> [WHAT YOU SHOULD DO] From the listing below, pick out and copy every line that contains the string "decal". Letter case must match.
——
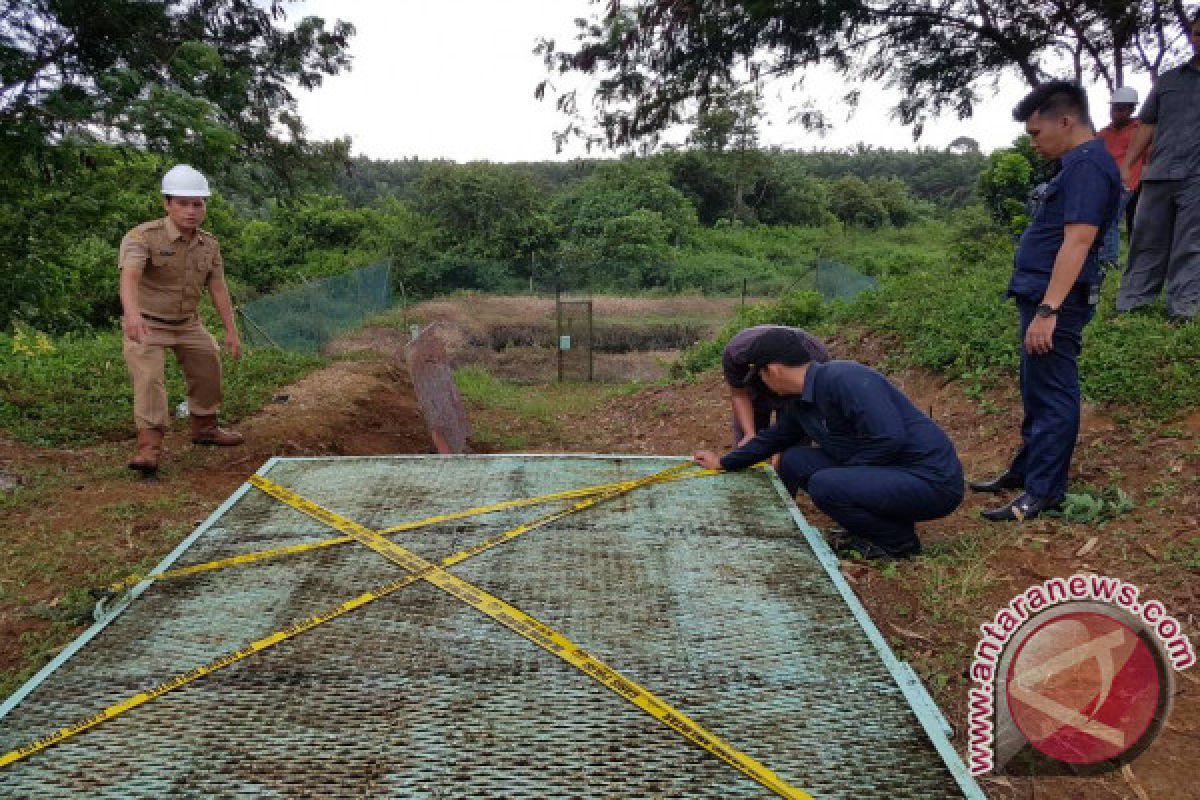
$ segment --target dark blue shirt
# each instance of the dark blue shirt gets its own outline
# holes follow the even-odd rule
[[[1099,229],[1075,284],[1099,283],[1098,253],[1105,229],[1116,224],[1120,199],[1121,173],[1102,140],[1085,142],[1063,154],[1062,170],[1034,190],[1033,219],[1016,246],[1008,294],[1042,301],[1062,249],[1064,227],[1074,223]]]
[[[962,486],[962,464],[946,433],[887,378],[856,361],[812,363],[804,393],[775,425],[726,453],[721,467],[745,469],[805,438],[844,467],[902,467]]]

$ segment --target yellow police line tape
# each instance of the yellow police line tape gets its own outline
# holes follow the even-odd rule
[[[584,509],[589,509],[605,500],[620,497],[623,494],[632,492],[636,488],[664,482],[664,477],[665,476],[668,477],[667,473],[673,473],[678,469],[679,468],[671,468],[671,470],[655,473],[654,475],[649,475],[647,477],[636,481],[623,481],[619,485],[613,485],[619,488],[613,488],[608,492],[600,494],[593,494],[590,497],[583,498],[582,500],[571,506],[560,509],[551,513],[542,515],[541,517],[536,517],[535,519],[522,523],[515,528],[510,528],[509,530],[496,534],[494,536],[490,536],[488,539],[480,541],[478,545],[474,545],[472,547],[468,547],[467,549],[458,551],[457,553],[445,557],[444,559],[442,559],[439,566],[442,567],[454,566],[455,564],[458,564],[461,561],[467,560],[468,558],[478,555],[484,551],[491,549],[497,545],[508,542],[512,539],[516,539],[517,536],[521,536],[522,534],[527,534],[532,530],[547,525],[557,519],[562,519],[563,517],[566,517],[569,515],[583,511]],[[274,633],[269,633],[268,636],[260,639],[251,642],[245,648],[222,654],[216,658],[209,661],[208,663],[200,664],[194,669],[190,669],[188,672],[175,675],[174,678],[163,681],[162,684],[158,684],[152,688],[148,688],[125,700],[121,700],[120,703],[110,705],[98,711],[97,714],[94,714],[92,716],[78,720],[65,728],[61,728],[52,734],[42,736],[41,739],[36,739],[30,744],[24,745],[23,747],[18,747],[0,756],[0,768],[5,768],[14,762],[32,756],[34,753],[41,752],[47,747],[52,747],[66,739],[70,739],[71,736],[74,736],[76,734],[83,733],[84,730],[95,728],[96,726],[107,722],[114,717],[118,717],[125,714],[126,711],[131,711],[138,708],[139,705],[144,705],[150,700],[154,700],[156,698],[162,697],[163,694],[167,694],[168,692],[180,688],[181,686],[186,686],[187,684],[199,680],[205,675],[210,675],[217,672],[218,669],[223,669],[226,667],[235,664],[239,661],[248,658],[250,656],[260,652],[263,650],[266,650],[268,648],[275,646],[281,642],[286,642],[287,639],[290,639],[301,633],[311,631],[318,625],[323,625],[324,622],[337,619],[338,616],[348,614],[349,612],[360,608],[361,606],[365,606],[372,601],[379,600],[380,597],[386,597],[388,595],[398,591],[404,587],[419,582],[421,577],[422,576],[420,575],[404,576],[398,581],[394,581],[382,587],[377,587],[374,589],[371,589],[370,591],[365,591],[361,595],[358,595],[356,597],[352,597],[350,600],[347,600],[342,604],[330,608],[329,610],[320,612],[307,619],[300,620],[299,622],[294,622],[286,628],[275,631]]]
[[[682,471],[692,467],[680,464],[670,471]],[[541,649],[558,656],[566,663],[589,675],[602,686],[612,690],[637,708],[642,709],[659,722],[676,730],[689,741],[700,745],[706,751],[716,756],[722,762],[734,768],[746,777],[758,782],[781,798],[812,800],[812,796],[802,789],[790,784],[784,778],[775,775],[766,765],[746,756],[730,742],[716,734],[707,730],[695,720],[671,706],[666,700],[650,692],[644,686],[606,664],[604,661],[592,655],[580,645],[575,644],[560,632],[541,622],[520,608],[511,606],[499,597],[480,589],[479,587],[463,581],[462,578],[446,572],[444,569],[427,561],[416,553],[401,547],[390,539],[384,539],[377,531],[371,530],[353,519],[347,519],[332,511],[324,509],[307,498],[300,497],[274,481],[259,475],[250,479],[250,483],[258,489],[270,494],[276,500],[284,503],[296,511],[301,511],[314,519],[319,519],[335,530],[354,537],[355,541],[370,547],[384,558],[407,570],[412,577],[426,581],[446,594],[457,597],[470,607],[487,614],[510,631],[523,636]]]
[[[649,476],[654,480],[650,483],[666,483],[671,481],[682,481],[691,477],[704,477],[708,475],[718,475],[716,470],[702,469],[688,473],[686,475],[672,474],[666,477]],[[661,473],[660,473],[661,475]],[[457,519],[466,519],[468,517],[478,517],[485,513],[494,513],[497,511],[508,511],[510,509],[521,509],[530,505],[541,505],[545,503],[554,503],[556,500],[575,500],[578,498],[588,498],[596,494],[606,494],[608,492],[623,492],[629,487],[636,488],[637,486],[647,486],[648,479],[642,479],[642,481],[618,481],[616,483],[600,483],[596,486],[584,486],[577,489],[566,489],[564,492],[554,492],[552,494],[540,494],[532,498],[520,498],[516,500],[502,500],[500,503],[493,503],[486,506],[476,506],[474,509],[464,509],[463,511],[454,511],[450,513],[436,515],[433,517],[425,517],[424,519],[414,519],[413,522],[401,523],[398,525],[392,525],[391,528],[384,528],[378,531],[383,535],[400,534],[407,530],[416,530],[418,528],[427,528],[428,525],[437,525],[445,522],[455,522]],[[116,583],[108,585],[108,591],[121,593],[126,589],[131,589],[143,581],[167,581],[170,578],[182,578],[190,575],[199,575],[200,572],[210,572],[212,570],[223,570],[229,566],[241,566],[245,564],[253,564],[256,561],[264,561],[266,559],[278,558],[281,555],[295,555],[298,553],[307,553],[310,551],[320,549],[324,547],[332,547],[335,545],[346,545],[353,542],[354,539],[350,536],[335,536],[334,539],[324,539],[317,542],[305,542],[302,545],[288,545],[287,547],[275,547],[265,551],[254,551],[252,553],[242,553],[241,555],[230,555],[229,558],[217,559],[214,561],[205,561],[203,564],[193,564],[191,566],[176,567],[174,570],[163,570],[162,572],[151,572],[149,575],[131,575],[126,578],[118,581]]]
——
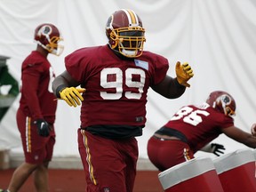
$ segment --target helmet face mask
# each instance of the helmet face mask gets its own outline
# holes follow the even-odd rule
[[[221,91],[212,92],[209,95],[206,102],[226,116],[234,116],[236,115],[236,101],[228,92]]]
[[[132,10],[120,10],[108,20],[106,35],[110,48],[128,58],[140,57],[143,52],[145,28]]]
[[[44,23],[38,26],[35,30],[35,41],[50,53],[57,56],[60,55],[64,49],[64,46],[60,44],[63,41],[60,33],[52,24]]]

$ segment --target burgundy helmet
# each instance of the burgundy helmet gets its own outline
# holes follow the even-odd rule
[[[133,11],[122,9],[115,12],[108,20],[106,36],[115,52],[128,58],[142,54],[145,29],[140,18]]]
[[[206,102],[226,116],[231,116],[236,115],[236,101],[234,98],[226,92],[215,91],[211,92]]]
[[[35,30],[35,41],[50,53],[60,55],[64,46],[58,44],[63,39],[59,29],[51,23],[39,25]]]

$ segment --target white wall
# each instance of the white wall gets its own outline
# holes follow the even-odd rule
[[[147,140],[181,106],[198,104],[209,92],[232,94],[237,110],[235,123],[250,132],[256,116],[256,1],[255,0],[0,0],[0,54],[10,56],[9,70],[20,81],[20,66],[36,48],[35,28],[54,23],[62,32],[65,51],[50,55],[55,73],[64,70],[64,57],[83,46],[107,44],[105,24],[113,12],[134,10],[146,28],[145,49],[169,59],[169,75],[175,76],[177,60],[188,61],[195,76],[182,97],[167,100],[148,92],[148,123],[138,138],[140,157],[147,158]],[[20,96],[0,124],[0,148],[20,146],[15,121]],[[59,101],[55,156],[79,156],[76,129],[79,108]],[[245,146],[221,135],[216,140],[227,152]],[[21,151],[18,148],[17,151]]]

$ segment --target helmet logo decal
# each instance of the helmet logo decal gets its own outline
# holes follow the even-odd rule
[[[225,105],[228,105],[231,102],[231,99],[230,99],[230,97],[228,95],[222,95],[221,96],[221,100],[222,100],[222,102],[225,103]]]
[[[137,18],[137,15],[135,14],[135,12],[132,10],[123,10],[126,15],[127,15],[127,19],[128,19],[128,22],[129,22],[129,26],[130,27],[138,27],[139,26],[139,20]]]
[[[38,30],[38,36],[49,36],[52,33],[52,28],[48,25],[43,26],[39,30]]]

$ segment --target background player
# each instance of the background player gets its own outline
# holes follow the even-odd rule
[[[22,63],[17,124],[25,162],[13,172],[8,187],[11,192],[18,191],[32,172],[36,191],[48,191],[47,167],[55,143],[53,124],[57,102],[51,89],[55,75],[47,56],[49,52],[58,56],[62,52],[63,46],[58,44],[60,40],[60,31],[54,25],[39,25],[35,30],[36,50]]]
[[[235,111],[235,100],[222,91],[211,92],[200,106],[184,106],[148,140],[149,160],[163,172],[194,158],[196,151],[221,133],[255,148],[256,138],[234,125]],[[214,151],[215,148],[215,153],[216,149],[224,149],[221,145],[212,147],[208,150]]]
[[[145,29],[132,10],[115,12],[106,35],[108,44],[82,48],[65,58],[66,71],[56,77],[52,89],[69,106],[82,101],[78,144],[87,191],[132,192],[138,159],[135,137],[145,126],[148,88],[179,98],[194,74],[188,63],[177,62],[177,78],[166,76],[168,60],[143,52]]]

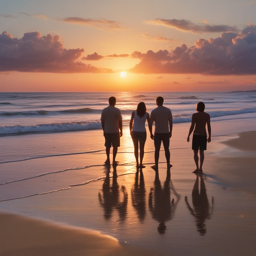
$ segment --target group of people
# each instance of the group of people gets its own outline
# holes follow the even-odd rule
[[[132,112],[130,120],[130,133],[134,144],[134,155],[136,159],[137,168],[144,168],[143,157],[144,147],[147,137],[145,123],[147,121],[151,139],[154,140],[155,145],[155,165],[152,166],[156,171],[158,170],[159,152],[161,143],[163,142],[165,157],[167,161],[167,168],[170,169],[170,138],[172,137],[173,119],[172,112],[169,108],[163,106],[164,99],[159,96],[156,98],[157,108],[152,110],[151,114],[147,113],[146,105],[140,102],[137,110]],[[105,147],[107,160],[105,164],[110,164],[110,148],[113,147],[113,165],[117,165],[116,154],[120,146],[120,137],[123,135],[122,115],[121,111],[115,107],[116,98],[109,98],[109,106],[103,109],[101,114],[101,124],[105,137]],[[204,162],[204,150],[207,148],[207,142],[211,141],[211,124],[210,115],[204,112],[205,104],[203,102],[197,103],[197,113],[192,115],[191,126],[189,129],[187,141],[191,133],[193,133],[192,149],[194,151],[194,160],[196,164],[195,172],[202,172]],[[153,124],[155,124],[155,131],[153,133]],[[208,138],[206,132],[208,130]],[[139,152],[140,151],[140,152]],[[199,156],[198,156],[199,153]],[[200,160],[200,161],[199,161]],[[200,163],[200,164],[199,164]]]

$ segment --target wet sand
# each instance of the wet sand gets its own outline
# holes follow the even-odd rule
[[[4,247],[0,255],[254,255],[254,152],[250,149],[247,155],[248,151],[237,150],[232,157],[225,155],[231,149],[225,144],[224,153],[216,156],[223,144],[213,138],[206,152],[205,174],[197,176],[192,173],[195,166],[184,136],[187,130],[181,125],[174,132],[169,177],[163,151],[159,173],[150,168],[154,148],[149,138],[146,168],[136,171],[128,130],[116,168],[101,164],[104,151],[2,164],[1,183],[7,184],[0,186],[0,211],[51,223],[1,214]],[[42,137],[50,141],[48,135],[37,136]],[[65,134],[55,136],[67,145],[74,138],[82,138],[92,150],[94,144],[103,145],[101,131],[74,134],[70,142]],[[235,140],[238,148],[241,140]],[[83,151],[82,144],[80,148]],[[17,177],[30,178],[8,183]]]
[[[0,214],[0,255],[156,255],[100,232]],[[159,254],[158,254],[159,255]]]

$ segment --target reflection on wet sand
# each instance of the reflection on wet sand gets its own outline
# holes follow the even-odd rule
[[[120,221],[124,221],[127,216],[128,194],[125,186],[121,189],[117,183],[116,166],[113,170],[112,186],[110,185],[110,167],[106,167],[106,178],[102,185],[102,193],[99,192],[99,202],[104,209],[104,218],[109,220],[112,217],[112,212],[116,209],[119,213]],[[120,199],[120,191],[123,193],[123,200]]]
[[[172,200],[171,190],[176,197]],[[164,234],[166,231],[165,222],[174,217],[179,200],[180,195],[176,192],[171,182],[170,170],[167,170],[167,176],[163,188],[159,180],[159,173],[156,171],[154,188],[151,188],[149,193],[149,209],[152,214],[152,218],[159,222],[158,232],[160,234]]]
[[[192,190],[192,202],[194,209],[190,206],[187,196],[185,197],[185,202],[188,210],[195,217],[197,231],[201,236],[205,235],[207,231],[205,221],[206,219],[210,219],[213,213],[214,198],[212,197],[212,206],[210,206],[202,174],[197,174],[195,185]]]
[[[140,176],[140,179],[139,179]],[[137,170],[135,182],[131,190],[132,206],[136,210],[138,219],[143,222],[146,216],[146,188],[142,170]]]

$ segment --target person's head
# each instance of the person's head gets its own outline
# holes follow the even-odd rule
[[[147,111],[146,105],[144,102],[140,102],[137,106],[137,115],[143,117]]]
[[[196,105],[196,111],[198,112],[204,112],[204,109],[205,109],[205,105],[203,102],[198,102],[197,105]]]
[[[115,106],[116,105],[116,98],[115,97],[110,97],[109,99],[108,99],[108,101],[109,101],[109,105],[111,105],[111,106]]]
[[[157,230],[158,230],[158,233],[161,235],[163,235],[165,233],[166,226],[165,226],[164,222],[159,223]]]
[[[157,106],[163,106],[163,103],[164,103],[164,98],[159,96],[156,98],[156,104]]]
——
> [CORRECT RESULT]
$ segment --target helmet logo decal
# each instance of the helmet logo decal gets its own outline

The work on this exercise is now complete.